▶ [Contour annotation records]:
## Start

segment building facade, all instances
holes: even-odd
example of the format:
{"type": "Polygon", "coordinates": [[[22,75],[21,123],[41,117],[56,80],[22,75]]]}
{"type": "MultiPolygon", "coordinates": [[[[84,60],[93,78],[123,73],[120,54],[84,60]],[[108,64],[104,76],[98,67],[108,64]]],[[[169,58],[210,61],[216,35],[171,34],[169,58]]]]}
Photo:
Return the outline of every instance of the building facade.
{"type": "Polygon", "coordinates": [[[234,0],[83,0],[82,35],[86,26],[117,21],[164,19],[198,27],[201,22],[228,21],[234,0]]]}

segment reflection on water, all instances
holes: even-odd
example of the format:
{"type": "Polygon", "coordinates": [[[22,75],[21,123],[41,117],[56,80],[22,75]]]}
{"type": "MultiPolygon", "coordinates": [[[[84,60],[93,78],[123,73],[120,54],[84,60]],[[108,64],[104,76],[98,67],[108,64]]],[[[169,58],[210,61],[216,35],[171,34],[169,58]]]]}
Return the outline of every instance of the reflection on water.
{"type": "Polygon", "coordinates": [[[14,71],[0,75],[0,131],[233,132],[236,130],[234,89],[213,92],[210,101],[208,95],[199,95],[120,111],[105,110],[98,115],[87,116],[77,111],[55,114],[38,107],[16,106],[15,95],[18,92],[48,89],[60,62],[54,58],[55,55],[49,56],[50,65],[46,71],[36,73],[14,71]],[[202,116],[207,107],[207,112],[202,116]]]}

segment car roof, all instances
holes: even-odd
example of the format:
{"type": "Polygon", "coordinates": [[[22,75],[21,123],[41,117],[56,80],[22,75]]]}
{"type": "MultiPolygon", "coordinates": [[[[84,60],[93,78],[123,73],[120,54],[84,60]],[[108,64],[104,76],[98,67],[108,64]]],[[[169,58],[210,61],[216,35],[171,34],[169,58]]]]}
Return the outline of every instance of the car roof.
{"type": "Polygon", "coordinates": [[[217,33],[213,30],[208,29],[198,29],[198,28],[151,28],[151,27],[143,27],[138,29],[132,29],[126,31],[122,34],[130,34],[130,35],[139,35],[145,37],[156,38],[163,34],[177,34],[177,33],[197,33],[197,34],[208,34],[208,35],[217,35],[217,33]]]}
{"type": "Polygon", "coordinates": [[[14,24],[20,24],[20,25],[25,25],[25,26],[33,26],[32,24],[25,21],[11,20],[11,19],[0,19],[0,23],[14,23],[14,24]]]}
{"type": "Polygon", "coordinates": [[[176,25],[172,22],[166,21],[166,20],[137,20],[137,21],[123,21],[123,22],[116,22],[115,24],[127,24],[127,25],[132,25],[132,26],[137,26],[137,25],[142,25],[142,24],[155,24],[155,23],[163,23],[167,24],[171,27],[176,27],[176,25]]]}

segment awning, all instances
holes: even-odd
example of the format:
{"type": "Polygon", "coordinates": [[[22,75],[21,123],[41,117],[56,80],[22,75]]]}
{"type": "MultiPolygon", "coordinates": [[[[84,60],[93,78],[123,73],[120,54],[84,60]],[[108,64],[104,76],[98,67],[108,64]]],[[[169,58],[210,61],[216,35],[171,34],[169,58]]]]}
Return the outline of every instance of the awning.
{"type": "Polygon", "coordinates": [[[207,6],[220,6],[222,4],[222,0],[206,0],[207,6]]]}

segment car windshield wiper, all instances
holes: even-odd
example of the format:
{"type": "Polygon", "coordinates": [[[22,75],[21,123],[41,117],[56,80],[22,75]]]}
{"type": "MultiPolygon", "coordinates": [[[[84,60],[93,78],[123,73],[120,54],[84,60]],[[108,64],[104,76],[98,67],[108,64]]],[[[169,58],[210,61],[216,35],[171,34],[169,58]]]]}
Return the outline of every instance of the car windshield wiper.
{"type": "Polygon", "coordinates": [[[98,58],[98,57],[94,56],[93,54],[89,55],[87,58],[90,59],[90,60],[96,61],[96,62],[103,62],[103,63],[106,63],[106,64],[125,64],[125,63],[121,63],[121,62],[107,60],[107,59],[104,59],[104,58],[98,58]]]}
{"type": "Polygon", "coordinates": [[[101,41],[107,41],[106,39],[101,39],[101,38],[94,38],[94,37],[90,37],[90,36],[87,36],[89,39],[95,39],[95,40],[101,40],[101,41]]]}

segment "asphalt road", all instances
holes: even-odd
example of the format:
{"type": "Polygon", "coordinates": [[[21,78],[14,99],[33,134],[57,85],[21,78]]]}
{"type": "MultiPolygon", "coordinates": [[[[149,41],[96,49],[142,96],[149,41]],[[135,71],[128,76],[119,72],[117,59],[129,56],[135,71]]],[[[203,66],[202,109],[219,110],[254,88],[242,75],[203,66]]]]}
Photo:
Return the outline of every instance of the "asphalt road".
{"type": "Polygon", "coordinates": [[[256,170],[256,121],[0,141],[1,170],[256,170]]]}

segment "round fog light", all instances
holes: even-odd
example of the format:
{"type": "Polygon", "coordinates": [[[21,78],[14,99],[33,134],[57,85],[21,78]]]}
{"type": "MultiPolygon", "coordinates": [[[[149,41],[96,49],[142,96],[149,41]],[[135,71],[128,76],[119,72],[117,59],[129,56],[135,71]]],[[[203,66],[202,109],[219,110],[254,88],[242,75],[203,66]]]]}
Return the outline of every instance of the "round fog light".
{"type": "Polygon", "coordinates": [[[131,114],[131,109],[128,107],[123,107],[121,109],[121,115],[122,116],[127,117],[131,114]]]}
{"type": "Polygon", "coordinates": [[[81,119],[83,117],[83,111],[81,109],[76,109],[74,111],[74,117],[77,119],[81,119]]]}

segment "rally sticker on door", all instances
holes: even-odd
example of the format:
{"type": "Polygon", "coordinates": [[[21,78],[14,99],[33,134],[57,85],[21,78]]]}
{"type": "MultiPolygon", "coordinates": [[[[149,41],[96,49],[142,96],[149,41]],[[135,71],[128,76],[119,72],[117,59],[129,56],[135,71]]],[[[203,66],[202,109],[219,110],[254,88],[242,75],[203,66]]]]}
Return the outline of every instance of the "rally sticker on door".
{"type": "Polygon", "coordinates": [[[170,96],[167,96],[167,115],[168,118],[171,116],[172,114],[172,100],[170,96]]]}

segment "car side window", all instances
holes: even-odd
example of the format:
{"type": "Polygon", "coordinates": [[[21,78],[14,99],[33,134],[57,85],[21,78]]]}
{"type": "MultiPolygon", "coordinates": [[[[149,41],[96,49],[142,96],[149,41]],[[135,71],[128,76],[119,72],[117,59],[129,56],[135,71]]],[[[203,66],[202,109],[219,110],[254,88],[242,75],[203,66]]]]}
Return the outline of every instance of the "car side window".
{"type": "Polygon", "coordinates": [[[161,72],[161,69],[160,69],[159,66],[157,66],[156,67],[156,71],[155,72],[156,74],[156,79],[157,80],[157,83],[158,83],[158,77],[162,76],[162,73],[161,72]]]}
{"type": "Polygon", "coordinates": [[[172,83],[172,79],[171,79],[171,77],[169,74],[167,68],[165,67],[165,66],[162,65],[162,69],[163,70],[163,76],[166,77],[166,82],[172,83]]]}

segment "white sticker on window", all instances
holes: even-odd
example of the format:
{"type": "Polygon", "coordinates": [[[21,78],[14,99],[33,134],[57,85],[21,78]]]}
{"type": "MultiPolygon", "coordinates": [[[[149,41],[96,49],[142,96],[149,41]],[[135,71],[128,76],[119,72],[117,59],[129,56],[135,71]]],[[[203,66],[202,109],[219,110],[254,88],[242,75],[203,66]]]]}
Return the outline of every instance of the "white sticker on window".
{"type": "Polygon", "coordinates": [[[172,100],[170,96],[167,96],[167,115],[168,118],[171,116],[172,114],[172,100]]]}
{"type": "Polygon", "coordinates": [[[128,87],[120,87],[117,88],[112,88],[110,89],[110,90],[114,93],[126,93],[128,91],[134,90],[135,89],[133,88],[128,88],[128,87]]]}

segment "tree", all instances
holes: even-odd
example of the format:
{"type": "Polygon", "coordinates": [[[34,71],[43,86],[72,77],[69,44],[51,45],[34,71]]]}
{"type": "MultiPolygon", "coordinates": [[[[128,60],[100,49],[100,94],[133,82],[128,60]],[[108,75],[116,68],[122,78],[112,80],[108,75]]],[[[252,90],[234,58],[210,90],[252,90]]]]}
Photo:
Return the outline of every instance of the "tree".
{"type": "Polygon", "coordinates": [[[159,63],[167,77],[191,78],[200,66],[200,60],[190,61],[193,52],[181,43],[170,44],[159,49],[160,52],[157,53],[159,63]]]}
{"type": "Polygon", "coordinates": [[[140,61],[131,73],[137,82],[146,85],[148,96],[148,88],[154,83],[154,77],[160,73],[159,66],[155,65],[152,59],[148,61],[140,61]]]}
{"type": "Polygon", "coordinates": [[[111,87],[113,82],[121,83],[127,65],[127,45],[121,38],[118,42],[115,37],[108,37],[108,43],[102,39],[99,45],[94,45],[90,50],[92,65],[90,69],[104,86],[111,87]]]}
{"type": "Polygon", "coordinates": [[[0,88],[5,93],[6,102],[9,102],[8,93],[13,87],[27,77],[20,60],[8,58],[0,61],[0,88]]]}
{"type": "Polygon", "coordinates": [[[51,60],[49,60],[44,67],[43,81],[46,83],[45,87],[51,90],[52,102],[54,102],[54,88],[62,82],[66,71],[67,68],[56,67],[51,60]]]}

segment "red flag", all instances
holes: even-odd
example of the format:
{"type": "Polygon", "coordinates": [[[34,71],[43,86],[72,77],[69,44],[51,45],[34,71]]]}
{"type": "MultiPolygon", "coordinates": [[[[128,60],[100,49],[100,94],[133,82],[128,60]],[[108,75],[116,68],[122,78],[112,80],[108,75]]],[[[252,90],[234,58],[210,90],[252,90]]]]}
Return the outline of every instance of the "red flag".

## End

▶ [Instructions to follow]:
Pull out every line of the material above that contains the string "segment".

▶ [Answer to the problem]:
segment building facade, all instances
segment reflection on water, all instances
segment car roof, all instances
segment awning, all instances
segment car windshield wiper, all instances
segment "asphalt road", all instances
segment "round fog light", all instances
segment "rally sticker on door", all instances
segment "car side window", all instances
segment "white sticker on window", all instances
segment "tree", all instances
segment "red flag", all instances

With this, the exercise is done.